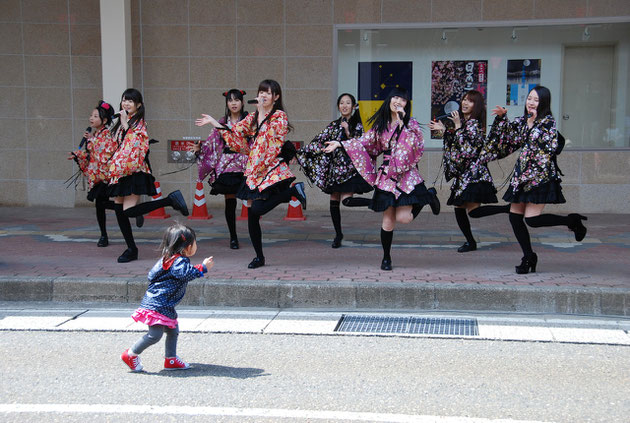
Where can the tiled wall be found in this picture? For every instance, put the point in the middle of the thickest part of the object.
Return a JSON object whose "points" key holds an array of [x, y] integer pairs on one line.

______

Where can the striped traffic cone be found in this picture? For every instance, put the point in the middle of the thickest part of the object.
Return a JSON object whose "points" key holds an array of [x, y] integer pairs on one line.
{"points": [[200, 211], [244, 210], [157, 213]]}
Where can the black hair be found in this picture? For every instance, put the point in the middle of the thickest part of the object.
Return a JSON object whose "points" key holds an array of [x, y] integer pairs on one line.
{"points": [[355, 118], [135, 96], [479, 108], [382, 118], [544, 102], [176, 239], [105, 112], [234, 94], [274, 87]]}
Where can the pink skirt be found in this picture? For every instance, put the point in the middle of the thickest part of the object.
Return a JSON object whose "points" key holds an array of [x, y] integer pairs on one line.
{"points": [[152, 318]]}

______

[The task]
Count the lines of the records above that contain the string "middle", treating uppercase and lowercase as different, and reply with the number only.

[Answer below]
4